## Provided passage
#####

As to ME, let's not forget that US and UK still have a finite quantity of troops and materials, with an effort focused in North Africa, THEY will be pressed to find the troops and gear to mount a defence of ME, while it may be true that losing ME might not be catastrophic for them, it will give the germans access to yet more oil, and probably they will actually take the Suez canal as well. The germans might face problems supplying their forces, but certainly they'll manage to keep at least part of their available forces supplied, surely with all the resources and slave manpower available they'll try to build and extend roads and railways, use everything available in the Black Sea to supply their troops, air transport etc.
There was Panzer Army Afrika in January 1942 OTL, later redisignated German-Italian Panzer Army and Army Group Afrika. OTL the Stalingrad effort got on its best day 262 tons of supplies (Average was 85 tons a day), the Axis in Afrika was getting 1500 tons a day through Tobruk alone

Road and rail building takes time, lots of time, especially in rough terrain, like the Caucuses. This is a matter of many months, if not years to build up the logistics in the Caucuses to support overwhelming force, by which point there are enough WAllied forces
With more and better raw materials, not only the Me-262 will have better engines, and get to be built in huge quantities well before any of the US/UK designs even reach the frontline in numbers (Meteor F3 was inferior anyway and i don't think the P-80A would be terribly good either, and anyway, like mentioned above, they will only start counting in an invasion because of their short range), but also instead of the OTL Jagernotprogram, they might go straight to an advanced swept wing fighter like the Ta-183 and similar designs (because they would be not under the OTL great pressure for something, anything cheap and simple to put in the air which resulted in the He-162) so by the time the Meteor and P-80 and Vampire appear in numbers, they will have to face THESE, sort-of a MiG-15 but 2 years early. The P-80 and Meteor didn't do well against the MiG-15 in Korea.

PS: The americans will very likely bring the B-29 in Europe to attack targets deep in the east, but the thing is, because of it's higher speeds it's paradoxically a better target for the new jets, again this was proven in Korea. Would actually make the Me-163 more useful that it was OTL, against the faster and higher flying B-29, especially when also fitted with R4M rockets.
262 would have better engines, but that's mainly a logistics saver. It maybe has a 3 month advantage over the Meteor. OTL Allied jets were reserved for home defense due to their thirst and lack of need, if needed they could be deployed to the front to maintain air superiority

The Ta-183 essentially did get built OTL, by Argentina. It took 10 years to go from first flight to Service, Germans might do better, but they still will take time. More advanced jets take time to debug. The Vampire flew in early 43, no German jet fighter besides the ME 262, the HE-280 (inferior to the 262 and cancelled), HE-162 (flew in Jan '44, emergency design, good despite that but not easy to fly and lightly armed, plus had issues) and the Go-229 (only as Glider, summer of '44, likely to prove problematic in service due to issues with flying wings) actually flew, Vampire is almost certain to beat any super high performance jet into service

What made the Mig-15 so nasty was the engine, which was a British design. Note that despite capturing plenty of different German engines the USSR chose to copy a British engine instead, the Nene which entered production October '44
 
I'm surprised the majority voted for "5x or more what they suffered IOTL."

#####

## Requirements
a. Scale the records from their first line through the line holding "point(315, 300)", inclusive, and write those lines out again in full. Multiply each coordinate in the answer points by 0.4 and round to whole numbers with halves going up, leaving the sample points and every other line unchanged.
b. Carry on the forum discussion about Axis logistics and jet fighters from the point where it stops.

## Records for this task
#####

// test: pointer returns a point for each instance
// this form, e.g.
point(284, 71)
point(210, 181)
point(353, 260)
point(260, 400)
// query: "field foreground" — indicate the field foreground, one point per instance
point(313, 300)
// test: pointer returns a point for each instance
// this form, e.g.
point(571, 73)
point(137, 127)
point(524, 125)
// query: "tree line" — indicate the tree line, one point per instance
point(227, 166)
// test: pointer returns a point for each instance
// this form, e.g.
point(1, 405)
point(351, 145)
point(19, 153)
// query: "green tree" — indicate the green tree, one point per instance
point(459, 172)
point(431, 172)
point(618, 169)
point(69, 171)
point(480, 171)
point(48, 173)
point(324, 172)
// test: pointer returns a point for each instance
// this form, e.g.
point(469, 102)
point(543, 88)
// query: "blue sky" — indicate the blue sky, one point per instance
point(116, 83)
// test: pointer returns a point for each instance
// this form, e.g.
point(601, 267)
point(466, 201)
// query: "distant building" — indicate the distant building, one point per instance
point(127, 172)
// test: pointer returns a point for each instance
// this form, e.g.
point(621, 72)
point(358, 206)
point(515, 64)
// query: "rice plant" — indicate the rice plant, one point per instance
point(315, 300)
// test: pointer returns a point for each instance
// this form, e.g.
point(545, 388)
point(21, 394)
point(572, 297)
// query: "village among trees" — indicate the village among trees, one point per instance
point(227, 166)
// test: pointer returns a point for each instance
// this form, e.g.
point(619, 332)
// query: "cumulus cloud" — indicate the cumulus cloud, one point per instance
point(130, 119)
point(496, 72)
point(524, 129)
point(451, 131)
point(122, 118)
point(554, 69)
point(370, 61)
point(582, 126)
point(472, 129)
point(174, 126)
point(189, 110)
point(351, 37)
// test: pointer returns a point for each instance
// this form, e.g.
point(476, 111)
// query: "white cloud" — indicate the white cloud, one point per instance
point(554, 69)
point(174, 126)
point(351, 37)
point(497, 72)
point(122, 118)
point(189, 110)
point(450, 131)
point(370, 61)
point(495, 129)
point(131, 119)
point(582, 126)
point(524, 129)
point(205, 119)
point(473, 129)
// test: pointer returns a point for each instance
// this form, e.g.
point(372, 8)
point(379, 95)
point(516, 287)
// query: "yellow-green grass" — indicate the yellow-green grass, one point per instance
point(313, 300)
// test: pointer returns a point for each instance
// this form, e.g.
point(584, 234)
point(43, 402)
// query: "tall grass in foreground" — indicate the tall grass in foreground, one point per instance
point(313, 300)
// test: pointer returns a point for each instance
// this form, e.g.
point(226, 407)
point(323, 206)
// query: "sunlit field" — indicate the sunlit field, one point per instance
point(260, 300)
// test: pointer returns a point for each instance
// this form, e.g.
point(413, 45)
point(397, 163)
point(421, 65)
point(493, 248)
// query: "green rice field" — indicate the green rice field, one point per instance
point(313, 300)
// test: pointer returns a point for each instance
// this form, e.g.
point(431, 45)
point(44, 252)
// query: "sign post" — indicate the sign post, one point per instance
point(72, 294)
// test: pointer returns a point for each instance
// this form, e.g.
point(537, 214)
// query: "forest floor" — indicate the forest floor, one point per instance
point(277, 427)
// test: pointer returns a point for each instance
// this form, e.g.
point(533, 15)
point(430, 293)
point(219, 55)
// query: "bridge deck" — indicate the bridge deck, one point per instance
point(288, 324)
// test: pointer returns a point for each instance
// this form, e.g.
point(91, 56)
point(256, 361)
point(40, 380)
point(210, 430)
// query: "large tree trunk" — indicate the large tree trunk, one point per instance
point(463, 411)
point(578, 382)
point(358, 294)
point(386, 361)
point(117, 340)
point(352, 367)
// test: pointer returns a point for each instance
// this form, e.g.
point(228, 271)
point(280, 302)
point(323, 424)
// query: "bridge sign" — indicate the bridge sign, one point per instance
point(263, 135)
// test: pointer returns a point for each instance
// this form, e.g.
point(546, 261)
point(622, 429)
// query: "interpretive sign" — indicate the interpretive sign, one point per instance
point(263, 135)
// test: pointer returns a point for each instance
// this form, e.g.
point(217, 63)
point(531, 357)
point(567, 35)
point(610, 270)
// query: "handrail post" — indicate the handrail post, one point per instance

#####

## Responses in order
a.
// test: pointer returns a point for each instance
// this form, e.g.
point(284, 71)
point(210, 181)
point(353, 260)
point(260, 400)
// query: "field foreground" — indicate the field foreground, one point per instance
point(125, 120)
// test: pointer returns a point for each instance
// this form, e.g.
point(571, 73)
point(137, 127)
point(524, 125)
// query: "tree line" — indicate the tree line, one point per instance
point(91, 66)
// test: pointer returns a point for each instance
// this form, e.g.
point(1, 405)
point(351, 145)
point(19, 153)
// query: "green tree" — indicate the green tree, one point per instance
point(184, 69)
point(172, 69)
point(247, 68)
point(28, 68)
point(192, 68)
point(19, 69)
point(130, 69)
// test: pointer returns a point for each instance
// this form, e.g.
point(469, 102)
point(543, 88)
// query: "blue sky" — indicate the blue sky, one point per instance
point(46, 33)
// test: pointer returns a point for each instance
// this form, e.g.
point(601, 267)
point(466, 201)
// query: "distant building" — indicate the distant building, one point per instance
point(51, 69)
// test: pointer returns a point for each instance
// this form, e.g.
point(621, 72)
point(358, 206)
point(515, 64)
// query: "rice plant" — indicate the rice plant, one point per instance
point(126, 120)

b.
That's almost as many votes as all other options combined.
 
I'm surprised the majority voted for "5x or more what they suffered IOTL."

That's almost as many votes as all other options combined.
Why not? If Soviets lost and wallies went for it anyway 5x losses was minimum we could vote for. But really maybe if losses were so high people at home woul protests. That's why L-L was cheap investment. Soviets paid for it wit blood, 2/3 of wehrmacht and huge part of lw was tied at the east. Wallies had relatively satisfied citizens at home and at the end even git some cash for it back. If Soviets didn't pay a dime back, L-L would still be one of the best investment wallies could make.
 
Germany actually wasn't that far ahead. The British got the Meteor in service about 3 months after the 262 entered service. US had the P-80 coming in early '45 and the British the Vampire in late '45 (vampire lasted to '66 in service, 262 '51). US and UK had Napkinwaffe as well, the difference was they were doing well enough not to curtail the R&D process

Against large scale air raids I don't think the Germans ever did better than getting 33% of bombers. Plenty for making it too expensive to continue conventional bombing. Nukes, those are a different story, mix nukes in with the conventional bombers (by December should have over a dozen available) and hey can get through

The German nuclear program was a trainwreck, and their reactor design was almost guaranteed to meltdown in short order, killing their best nuclear scientists

Given the level of popular support for the war in the US, casualties at a rate the US suffered during the ACW or greater would be acceptable
I disagree.
Of only 300 Me-262s that were built, they scored 542 kills, and this was during 1945 when Germany was basically cornered, facing all sorts of supply shortages, most Me-262s were basically bombed on the runways since the Allies had already achieved air dominance by then. But the Me-262s was faster and more heavily armed than any Allied fighter, including the British jet-powered Gloster-Meteor. Only about 100 Me-262 were destroyed on the air.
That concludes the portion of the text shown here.